:: Required action ::
Read the records below and copy each line that contains "salad".

(Referring expression pointing data)

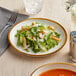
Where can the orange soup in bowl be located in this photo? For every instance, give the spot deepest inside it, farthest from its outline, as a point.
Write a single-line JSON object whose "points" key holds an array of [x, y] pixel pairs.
{"points": [[58, 72]]}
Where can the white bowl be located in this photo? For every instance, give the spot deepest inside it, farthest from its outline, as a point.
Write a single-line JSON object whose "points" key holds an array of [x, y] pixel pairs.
{"points": [[59, 29], [52, 66]]}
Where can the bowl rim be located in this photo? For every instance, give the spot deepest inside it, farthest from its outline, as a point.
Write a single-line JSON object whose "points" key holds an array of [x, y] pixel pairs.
{"points": [[41, 19], [52, 64]]}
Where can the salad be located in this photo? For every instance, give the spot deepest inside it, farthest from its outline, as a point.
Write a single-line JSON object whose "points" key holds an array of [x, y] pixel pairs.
{"points": [[38, 37]]}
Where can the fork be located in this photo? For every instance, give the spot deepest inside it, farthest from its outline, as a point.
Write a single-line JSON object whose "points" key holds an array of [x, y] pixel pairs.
{"points": [[10, 22]]}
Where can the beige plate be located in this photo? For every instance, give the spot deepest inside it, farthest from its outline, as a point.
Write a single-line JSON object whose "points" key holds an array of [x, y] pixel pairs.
{"points": [[59, 29], [52, 66]]}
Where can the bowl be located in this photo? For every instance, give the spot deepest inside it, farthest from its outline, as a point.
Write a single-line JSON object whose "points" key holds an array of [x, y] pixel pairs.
{"points": [[52, 66], [59, 28]]}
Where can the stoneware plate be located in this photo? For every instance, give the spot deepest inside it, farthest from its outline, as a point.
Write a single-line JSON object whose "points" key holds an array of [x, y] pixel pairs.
{"points": [[52, 66], [59, 29]]}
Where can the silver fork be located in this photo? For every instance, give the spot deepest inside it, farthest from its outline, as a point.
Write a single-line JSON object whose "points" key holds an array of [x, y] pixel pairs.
{"points": [[10, 22]]}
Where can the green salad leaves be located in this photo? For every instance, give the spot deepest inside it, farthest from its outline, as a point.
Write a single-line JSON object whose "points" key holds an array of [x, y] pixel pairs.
{"points": [[38, 37]]}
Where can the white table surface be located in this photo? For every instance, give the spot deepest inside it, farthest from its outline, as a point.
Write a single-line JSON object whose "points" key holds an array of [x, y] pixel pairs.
{"points": [[13, 63]]}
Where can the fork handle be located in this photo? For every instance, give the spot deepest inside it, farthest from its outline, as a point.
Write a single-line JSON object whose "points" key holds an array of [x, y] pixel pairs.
{"points": [[4, 29]]}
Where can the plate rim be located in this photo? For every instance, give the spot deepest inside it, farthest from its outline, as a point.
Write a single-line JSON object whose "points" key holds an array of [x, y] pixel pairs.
{"points": [[52, 64], [41, 19]]}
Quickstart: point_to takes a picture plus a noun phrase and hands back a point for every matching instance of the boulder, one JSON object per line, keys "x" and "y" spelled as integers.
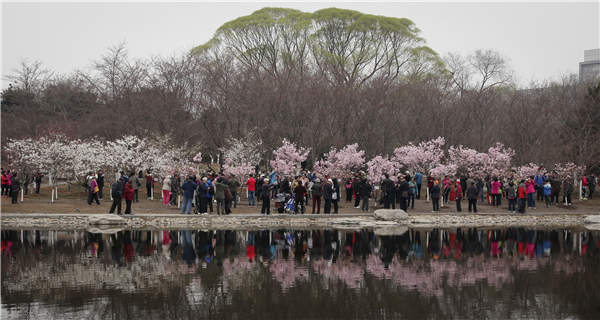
{"x": 593, "y": 227}
{"x": 391, "y": 231}
{"x": 391, "y": 215}
{"x": 104, "y": 229}
{"x": 593, "y": 219}
{"x": 106, "y": 219}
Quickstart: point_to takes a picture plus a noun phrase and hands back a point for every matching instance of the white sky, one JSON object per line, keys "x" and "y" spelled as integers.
{"x": 541, "y": 40}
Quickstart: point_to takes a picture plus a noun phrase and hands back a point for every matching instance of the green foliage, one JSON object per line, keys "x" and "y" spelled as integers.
{"x": 347, "y": 45}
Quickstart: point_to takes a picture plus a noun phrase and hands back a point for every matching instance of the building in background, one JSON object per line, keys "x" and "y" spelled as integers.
{"x": 589, "y": 69}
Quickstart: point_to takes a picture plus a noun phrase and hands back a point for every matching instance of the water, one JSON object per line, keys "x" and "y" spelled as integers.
{"x": 301, "y": 274}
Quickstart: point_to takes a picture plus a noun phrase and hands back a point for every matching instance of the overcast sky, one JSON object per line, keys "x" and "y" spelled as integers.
{"x": 541, "y": 40}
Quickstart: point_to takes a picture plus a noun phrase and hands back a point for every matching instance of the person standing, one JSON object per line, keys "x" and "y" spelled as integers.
{"x": 403, "y": 190}
{"x": 522, "y": 194}
{"x": 202, "y": 191}
{"x": 93, "y": 192}
{"x": 511, "y": 196}
{"x": 128, "y": 195}
{"x": 316, "y": 191}
{"x": 530, "y": 185}
{"x": 348, "y": 190}
{"x": 251, "y": 184}
{"x": 435, "y": 195}
{"x": 458, "y": 196}
{"x": 210, "y": 192}
{"x": 495, "y": 186}
{"x": 137, "y": 183}
{"x": 234, "y": 187}
{"x": 418, "y": 179}
{"x": 547, "y": 193}
{"x": 116, "y": 191}
{"x": 266, "y": 197}
{"x": 166, "y": 189}
{"x": 15, "y": 187}
{"x": 189, "y": 186}
{"x": 327, "y": 196}
{"x": 38, "y": 182}
{"x": 299, "y": 192}
{"x": 335, "y": 197}
{"x": 364, "y": 193}
{"x": 555, "y": 197}
{"x": 389, "y": 192}
{"x": 4, "y": 183}
{"x": 100, "y": 182}
{"x": 568, "y": 191}
{"x": 413, "y": 191}
{"x": 480, "y": 192}
{"x": 220, "y": 195}
{"x": 472, "y": 195}
{"x": 356, "y": 189}
{"x": 149, "y": 184}
{"x": 539, "y": 185}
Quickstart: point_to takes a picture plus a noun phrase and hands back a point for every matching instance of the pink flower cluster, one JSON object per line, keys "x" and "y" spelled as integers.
{"x": 341, "y": 163}
{"x": 422, "y": 157}
{"x": 378, "y": 166}
{"x": 288, "y": 158}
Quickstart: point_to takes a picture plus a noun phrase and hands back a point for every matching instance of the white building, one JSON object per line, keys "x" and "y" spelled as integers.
{"x": 589, "y": 69}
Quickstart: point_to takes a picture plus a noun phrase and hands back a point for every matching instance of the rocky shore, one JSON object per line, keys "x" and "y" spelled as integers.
{"x": 385, "y": 221}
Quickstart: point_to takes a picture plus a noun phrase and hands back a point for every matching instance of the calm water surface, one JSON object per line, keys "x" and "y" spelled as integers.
{"x": 304, "y": 274}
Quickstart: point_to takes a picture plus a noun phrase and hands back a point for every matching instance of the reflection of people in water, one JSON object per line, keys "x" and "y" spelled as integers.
{"x": 127, "y": 246}
{"x": 189, "y": 255}
{"x": 116, "y": 249}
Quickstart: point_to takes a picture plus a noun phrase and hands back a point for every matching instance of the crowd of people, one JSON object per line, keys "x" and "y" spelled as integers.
{"x": 221, "y": 192}
{"x": 12, "y": 183}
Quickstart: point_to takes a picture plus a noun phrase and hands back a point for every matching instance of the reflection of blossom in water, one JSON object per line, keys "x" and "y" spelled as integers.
{"x": 287, "y": 273}
{"x": 350, "y": 273}
{"x": 428, "y": 276}
{"x": 236, "y": 270}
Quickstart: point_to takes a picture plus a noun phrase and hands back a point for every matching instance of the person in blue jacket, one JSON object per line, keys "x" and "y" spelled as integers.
{"x": 539, "y": 185}
{"x": 418, "y": 180}
{"x": 210, "y": 190}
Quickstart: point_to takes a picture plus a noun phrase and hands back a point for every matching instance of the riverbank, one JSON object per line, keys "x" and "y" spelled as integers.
{"x": 73, "y": 200}
{"x": 104, "y": 222}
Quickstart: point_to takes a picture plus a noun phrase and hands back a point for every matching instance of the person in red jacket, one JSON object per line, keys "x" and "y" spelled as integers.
{"x": 458, "y": 196}
{"x": 128, "y": 195}
{"x": 4, "y": 183}
{"x": 522, "y": 194}
{"x": 251, "y": 183}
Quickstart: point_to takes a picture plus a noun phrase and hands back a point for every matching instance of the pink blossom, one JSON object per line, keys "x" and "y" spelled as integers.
{"x": 378, "y": 166}
{"x": 341, "y": 163}
{"x": 288, "y": 158}
{"x": 422, "y": 157}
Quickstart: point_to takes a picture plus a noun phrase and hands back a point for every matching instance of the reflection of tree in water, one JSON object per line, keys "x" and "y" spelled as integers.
{"x": 391, "y": 281}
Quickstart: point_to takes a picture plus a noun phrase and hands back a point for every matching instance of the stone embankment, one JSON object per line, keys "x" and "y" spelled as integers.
{"x": 382, "y": 221}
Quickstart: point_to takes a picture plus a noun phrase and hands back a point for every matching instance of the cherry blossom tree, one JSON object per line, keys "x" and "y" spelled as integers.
{"x": 568, "y": 170}
{"x": 527, "y": 170}
{"x": 243, "y": 151}
{"x": 288, "y": 158}
{"x": 240, "y": 170}
{"x": 378, "y": 166}
{"x": 341, "y": 163}
{"x": 498, "y": 160}
{"x": 442, "y": 170}
{"x": 421, "y": 157}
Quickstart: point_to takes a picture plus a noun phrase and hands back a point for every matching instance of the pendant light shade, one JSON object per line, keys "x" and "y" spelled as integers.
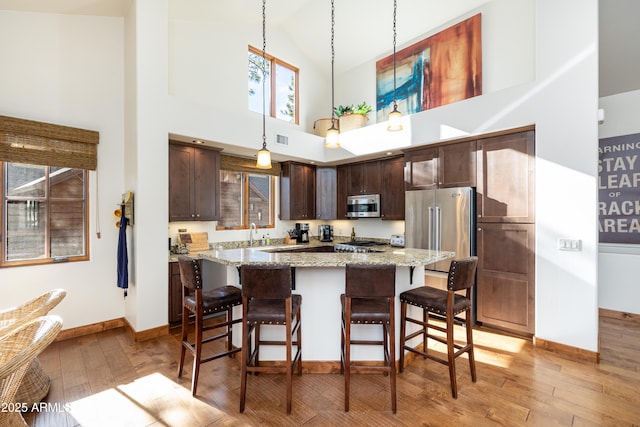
{"x": 264, "y": 156}
{"x": 332, "y": 139}
{"x": 395, "y": 117}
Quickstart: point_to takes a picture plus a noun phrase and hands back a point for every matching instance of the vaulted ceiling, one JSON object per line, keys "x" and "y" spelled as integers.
{"x": 363, "y": 28}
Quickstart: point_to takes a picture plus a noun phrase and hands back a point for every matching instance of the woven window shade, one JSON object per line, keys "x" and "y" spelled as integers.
{"x": 244, "y": 164}
{"x": 31, "y": 142}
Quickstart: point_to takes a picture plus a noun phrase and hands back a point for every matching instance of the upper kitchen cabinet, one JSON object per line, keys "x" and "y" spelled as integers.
{"x": 505, "y": 191}
{"x": 392, "y": 194}
{"x": 363, "y": 178}
{"x": 445, "y": 166}
{"x": 326, "y": 186}
{"x": 297, "y": 191}
{"x": 194, "y": 183}
{"x": 342, "y": 183}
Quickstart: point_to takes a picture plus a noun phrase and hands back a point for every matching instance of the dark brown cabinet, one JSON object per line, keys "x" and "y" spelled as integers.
{"x": 175, "y": 294}
{"x": 384, "y": 177}
{"x": 422, "y": 169}
{"x": 364, "y": 178}
{"x": 326, "y": 187}
{"x": 505, "y": 236}
{"x": 342, "y": 183}
{"x": 445, "y": 166}
{"x": 506, "y": 178}
{"x": 297, "y": 191}
{"x": 194, "y": 182}
{"x": 457, "y": 165}
{"x": 392, "y": 194}
{"x": 506, "y": 276}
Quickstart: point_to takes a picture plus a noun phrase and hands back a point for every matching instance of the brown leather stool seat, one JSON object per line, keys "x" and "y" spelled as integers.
{"x": 444, "y": 304}
{"x": 267, "y": 300}
{"x": 369, "y": 298}
{"x": 201, "y": 303}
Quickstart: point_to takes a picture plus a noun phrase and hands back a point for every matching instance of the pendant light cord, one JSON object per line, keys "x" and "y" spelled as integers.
{"x": 395, "y": 104}
{"x": 264, "y": 72}
{"x": 333, "y": 54}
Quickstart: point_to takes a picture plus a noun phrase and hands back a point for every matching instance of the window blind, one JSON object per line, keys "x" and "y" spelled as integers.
{"x": 38, "y": 143}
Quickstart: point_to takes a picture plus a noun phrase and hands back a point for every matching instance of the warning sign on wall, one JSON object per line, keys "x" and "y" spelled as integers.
{"x": 619, "y": 189}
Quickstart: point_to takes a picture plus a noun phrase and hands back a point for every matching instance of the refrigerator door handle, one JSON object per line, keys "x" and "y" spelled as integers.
{"x": 437, "y": 227}
{"x": 430, "y": 225}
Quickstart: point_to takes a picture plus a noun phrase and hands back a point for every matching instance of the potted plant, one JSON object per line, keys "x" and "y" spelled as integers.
{"x": 350, "y": 117}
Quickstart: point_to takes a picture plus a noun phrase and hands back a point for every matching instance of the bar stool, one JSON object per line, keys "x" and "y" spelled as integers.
{"x": 447, "y": 304}
{"x": 267, "y": 300}
{"x": 202, "y": 303}
{"x": 369, "y": 298}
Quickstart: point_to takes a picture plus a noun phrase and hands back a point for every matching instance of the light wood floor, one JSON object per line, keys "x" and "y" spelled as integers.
{"x": 107, "y": 379}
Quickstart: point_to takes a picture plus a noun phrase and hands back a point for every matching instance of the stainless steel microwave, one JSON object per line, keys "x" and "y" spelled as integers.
{"x": 364, "y": 206}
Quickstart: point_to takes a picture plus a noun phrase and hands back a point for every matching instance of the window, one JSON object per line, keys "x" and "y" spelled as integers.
{"x": 246, "y": 197}
{"x": 281, "y": 87}
{"x": 44, "y": 214}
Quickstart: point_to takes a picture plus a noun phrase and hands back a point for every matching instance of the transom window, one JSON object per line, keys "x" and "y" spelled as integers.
{"x": 281, "y": 86}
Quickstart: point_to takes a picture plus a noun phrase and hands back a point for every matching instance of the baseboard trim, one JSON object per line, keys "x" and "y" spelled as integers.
{"x": 93, "y": 328}
{"x": 113, "y": 324}
{"x": 620, "y": 315}
{"x": 575, "y": 353}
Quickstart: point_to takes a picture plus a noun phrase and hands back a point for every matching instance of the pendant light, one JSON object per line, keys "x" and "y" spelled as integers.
{"x": 264, "y": 156}
{"x": 395, "y": 122}
{"x": 332, "y": 139}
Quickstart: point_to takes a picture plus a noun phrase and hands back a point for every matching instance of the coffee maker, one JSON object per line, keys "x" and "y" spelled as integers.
{"x": 302, "y": 232}
{"x": 325, "y": 231}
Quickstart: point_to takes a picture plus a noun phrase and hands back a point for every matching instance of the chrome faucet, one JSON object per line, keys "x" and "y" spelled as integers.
{"x": 252, "y": 229}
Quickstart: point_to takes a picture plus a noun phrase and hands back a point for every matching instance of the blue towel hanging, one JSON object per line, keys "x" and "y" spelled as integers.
{"x": 123, "y": 260}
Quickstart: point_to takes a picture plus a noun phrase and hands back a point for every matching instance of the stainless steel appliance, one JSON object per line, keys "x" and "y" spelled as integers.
{"x": 325, "y": 232}
{"x": 397, "y": 240}
{"x": 442, "y": 219}
{"x": 360, "y": 246}
{"x": 363, "y": 206}
{"x": 302, "y": 232}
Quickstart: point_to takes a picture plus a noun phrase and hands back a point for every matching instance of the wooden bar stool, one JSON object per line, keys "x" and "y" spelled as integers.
{"x": 202, "y": 303}
{"x": 267, "y": 300}
{"x": 369, "y": 298}
{"x": 447, "y": 304}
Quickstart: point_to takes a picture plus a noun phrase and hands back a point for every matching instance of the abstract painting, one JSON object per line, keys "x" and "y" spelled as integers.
{"x": 439, "y": 70}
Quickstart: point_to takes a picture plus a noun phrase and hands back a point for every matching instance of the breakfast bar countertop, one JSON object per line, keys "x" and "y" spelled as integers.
{"x": 402, "y": 257}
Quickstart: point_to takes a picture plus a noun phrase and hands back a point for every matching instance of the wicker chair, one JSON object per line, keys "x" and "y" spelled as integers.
{"x": 18, "y": 349}
{"x": 36, "y": 382}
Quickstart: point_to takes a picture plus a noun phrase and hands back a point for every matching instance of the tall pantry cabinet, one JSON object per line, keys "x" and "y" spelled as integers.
{"x": 505, "y": 231}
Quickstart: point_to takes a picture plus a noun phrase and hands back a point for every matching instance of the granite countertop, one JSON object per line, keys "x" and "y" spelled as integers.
{"x": 402, "y": 257}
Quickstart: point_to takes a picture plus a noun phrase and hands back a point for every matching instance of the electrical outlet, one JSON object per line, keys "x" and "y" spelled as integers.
{"x": 566, "y": 244}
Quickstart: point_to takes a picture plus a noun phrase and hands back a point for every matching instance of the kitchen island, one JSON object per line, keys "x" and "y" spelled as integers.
{"x": 320, "y": 279}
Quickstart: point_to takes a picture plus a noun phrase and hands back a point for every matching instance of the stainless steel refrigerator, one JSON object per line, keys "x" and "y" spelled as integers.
{"x": 441, "y": 219}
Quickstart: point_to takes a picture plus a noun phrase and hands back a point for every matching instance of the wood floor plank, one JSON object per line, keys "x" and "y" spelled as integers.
{"x": 518, "y": 385}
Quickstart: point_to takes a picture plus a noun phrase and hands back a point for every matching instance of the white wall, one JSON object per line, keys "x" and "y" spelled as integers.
{"x": 561, "y": 101}
{"x": 68, "y": 70}
{"x": 618, "y": 264}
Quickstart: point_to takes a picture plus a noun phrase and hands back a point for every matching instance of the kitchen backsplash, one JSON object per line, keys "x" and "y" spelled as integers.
{"x": 368, "y": 227}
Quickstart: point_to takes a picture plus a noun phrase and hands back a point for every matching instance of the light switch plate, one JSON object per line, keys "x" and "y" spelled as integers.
{"x": 568, "y": 244}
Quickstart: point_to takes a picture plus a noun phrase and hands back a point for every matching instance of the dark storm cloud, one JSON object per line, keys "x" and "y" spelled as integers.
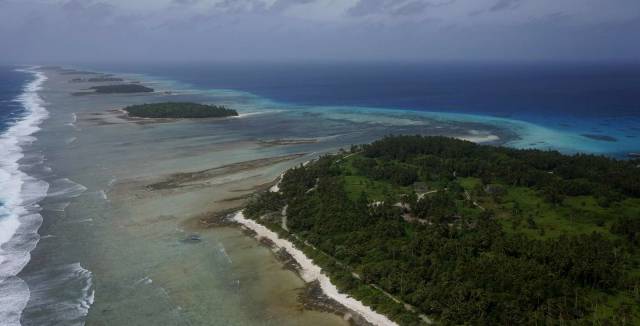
{"x": 505, "y": 5}
{"x": 394, "y": 7}
{"x": 201, "y": 30}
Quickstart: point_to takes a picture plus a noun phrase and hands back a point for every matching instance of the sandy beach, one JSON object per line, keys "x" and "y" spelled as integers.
{"x": 123, "y": 230}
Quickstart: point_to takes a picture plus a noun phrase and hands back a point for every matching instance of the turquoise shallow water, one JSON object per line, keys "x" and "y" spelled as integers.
{"x": 568, "y": 107}
{"x": 563, "y": 133}
{"x": 112, "y": 252}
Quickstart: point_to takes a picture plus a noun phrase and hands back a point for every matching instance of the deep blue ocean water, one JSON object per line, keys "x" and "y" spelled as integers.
{"x": 568, "y": 99}
{"x": 11, "y": 85}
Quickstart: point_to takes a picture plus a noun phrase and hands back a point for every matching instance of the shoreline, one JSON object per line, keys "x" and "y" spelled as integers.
{"x": 20, "y": 217}
{"x": 311, "y": 272}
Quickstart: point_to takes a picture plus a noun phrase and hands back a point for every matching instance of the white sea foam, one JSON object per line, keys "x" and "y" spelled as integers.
{"x": 59, "y": 295}
{"x": 19, "y": 197}
{"x": 311, "y": 272}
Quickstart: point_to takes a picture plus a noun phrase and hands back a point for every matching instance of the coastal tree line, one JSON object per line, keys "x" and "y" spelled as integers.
{"x": 458, "y": 263}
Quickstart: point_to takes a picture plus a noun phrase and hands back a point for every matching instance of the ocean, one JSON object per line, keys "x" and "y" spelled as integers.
{"x": 591, "y": 108}
{"x": 21, "y": 112}
{"x": 111, "y": 252}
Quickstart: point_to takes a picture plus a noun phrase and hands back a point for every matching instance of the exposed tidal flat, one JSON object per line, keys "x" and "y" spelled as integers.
{"x": 122, "y": 242}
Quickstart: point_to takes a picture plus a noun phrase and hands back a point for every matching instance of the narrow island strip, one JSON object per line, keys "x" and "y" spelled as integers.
{"x": 179, "y": 110}
{"x": 311, "y": 272}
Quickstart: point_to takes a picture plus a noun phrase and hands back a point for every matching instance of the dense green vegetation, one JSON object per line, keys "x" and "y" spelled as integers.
{"x": 179, "y": 110}
{"x": 124, "y": 88}
{"x": 470, "y": 234}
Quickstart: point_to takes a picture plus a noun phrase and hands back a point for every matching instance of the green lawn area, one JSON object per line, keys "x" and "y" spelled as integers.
{"x": 375, "y": 190}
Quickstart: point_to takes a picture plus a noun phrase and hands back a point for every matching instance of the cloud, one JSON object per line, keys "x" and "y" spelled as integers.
{"x": 505, "y": 5}
{"x": 394, "y": 7}
{"x": 39, "y": 31}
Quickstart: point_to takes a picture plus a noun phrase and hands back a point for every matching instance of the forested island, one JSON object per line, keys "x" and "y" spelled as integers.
{"x": 178, "y": 110}
{"x": 468, "y": 234}
{"x": 123, "y": 89}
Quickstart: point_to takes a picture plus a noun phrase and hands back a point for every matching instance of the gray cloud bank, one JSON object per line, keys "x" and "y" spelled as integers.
{"x": 351, "y": 30}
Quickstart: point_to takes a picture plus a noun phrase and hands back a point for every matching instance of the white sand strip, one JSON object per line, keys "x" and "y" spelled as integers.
{"x": 311, "y": 272}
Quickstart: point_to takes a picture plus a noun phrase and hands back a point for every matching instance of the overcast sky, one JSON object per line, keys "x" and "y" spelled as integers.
{"x": 70, "y": 31}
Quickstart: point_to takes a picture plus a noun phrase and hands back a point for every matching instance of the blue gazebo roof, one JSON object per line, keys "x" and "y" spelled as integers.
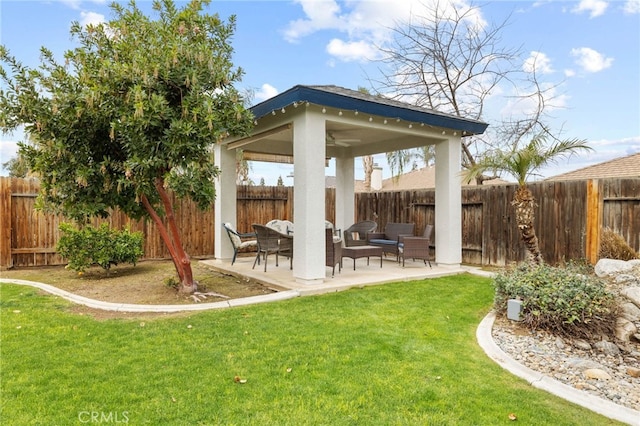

:: Written solution ::
Where can the salad be located in this photo? For every instance, give the spot deepest inside it, farthest from its outline, as a point.
Where can the green salad leaves be located in this photo? For every instance, give the spot deepest inside it, farthest from its outline, as a point.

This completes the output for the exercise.